Consigne: Réécrivez la partie du texte fourni ci-dessous qui s’ouvre sur les mots « Les moyens financiers » et se termine par « faite aux femmes. », en y remplaçant « comité » par « groupe de travail ».

Texte fourni:
▼▼▼
L’UNRWA et reconnaissance des droits des palestiniens au Liban

Les moyens financiers de l’UNRWA sont insuffisants, surtout depuis les restrictions de la contribution des USA. Il n’existe pas de pression du gouvernement libanais sur les Nations Unies pour améliorer le niveau de vie dans les camps. Au contraire du Liban, la Syrie reconnait les Palestiniens sur son territoire. Il existe, au Liban, un comité de dialogue libanais/palestiniens… sans Palestiniens. Les bonnes résolutions émises par ce comité ne débouchent pas sur des décisions pratiques. Il existe quelques ASBL palestiniennes avec une majorité de Libanais dans les créateurs de celles-ci. Il existe des associations regroupant des femmes libanaises et palestiniennes, revendiquant l’interdiction de mariage de mineures, réclamant la possibilité d’un mariage civil entre palestinien et libanais, luttant contre la violence faite aux femmes.
▲▲▲
Données fournies:
▼▼▼
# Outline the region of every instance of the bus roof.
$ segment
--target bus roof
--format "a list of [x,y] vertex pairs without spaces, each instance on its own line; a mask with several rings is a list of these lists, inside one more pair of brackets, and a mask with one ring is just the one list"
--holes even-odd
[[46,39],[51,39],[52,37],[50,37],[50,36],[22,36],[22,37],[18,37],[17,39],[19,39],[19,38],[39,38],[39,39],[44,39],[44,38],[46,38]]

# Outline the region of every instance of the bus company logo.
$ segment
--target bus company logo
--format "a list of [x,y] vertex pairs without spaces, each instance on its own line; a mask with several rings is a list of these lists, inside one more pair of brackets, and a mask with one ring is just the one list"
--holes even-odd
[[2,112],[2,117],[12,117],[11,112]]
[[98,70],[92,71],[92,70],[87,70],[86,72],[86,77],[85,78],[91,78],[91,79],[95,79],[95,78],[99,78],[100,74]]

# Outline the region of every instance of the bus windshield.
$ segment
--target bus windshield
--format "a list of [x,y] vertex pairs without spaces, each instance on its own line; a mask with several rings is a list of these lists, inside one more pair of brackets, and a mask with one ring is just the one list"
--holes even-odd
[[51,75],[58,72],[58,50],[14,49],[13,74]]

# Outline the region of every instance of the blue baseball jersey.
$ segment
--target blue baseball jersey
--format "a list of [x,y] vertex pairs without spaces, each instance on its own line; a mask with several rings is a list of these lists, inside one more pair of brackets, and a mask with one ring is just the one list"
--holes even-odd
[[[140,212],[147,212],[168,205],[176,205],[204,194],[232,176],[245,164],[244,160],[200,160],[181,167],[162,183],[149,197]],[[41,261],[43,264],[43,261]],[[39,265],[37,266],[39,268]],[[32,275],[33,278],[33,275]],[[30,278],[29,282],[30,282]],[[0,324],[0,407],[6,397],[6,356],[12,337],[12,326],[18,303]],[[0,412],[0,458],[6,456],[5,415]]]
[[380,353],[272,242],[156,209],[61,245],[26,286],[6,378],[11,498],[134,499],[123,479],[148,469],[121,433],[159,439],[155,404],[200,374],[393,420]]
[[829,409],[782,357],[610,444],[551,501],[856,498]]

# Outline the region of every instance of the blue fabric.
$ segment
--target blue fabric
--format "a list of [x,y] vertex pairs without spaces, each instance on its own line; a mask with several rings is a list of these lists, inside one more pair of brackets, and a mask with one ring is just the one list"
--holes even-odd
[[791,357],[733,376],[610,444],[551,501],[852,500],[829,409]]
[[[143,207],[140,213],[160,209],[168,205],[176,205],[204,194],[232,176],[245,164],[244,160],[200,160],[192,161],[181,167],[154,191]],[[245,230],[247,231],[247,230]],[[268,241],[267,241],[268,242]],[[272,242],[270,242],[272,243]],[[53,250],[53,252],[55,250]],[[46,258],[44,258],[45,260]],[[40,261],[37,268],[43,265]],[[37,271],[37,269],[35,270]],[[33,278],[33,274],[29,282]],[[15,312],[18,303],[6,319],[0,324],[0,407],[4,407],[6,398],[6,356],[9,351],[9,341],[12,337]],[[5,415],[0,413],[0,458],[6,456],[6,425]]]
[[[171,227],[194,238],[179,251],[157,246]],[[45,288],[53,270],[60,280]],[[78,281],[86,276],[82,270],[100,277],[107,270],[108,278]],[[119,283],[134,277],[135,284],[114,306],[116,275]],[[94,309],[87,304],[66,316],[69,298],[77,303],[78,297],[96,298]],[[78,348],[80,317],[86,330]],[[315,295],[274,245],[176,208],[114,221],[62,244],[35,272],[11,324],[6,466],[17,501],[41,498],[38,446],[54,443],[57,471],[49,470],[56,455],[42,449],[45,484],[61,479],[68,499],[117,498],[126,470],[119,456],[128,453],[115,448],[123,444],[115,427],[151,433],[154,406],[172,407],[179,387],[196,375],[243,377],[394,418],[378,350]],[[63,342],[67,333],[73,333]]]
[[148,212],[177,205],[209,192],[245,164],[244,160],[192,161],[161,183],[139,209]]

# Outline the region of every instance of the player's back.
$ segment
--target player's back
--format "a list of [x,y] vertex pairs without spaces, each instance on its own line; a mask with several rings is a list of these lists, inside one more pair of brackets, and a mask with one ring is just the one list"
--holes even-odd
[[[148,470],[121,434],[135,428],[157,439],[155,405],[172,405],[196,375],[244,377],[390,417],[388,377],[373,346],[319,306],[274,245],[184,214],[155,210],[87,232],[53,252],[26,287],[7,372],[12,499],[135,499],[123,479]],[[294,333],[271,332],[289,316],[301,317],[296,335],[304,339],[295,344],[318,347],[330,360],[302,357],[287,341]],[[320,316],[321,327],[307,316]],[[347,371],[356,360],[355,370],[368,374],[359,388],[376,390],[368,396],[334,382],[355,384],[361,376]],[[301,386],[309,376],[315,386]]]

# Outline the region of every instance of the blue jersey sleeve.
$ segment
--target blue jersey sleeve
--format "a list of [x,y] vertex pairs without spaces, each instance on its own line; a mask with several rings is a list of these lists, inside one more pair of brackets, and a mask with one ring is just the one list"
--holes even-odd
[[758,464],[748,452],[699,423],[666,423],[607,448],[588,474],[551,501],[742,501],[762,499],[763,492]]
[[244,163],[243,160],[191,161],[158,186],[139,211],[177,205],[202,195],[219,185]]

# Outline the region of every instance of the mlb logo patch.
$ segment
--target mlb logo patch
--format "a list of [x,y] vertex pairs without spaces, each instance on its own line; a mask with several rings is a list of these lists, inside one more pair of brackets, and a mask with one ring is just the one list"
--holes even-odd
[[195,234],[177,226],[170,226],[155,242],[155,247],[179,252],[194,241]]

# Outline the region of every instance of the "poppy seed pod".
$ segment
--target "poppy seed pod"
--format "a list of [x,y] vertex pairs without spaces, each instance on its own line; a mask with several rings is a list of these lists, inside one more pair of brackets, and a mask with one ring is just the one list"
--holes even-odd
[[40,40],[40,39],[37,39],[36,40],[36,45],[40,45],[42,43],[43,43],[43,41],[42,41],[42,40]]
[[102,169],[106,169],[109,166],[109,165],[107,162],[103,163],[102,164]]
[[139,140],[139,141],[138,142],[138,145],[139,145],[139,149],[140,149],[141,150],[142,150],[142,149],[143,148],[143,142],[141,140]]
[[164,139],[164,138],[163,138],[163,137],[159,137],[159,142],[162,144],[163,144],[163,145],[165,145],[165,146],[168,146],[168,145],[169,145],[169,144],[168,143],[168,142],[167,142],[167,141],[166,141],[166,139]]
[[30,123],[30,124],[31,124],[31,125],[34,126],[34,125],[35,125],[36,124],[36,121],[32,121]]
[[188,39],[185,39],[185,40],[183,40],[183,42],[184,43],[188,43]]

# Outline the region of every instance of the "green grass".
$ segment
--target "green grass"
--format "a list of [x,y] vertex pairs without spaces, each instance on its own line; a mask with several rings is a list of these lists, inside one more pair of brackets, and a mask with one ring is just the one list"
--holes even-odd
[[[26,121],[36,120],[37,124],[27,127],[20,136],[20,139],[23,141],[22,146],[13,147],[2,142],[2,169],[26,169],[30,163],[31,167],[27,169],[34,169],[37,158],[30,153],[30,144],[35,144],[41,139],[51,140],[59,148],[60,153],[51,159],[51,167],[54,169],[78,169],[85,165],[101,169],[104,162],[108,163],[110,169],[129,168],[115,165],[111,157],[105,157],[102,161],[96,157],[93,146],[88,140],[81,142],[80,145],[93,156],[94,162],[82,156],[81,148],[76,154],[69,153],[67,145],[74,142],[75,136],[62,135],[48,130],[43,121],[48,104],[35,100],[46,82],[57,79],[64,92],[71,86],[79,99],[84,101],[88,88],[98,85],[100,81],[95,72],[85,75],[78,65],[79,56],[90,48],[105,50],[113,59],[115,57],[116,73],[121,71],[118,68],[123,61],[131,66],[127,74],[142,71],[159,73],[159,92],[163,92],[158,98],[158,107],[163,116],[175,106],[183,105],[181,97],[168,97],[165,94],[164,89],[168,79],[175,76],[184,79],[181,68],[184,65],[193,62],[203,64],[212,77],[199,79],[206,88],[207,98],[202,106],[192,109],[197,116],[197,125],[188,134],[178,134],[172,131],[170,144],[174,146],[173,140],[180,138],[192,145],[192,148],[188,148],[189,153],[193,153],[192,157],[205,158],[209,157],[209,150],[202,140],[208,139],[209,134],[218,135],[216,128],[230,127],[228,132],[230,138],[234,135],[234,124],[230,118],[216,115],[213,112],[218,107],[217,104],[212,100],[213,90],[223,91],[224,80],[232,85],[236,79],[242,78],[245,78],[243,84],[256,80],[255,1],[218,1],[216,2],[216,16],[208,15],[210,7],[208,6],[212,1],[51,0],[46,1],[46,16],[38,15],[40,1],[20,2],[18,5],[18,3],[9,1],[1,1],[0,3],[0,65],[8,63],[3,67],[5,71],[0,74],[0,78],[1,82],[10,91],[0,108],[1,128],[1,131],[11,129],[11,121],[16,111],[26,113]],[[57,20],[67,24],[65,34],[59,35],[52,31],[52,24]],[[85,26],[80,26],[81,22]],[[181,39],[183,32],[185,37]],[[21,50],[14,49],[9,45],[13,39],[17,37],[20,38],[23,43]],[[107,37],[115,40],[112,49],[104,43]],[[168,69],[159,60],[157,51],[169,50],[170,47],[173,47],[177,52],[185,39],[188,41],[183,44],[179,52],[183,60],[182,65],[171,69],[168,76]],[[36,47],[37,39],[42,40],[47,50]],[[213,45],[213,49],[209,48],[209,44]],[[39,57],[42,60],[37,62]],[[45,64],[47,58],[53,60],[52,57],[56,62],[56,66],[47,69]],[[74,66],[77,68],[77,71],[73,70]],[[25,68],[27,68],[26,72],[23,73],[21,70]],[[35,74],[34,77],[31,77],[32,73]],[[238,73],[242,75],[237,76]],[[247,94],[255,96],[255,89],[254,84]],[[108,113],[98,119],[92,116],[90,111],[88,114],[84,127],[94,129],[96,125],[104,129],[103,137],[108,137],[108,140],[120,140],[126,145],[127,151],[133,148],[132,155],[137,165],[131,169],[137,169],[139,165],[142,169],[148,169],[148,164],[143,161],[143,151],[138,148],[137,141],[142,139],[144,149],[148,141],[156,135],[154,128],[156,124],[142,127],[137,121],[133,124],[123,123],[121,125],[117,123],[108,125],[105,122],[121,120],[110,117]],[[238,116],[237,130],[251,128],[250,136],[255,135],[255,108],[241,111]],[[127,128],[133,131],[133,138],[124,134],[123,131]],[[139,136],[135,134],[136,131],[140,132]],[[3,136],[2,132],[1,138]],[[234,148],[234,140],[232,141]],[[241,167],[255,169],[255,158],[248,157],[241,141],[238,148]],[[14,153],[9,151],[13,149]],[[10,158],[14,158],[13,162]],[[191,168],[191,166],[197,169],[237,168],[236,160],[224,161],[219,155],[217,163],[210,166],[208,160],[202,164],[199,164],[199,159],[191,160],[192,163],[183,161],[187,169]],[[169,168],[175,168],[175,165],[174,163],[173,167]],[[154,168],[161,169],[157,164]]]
▲▲▲
Réponse attendue:
Les moyens financiers de l’UNRWA sont insuffisants, surtout depuis les restrictions de la contribution des USA. Il n’existe pas de pression du gouvernement libanais sur les Nations Unies pour améliorer le niveau de vie dans les camps. Au contraire du Liban, la Syrie reconnait les Palestiniens sur son territoire. Il existe, au Liban, un groupe de travail de dialogue libanais/palestiniens… sans Palestiniens. Les bonnes résolutions émises par ce groupe de travail ne débouchent pas sur des décisions pratiques. Il existe quelques ASBL palestiniennes avec une majorité de Libanais dans les créateurs de celles-ci. Il existe des associations regroupant des femmes libanaises et palestiniennes, revendiquant l’interdiction de mariage de mineures, réclamant la possibilité d’un mariage civil entre palestinien et libanais, luttant contre la violence faite aux femmes.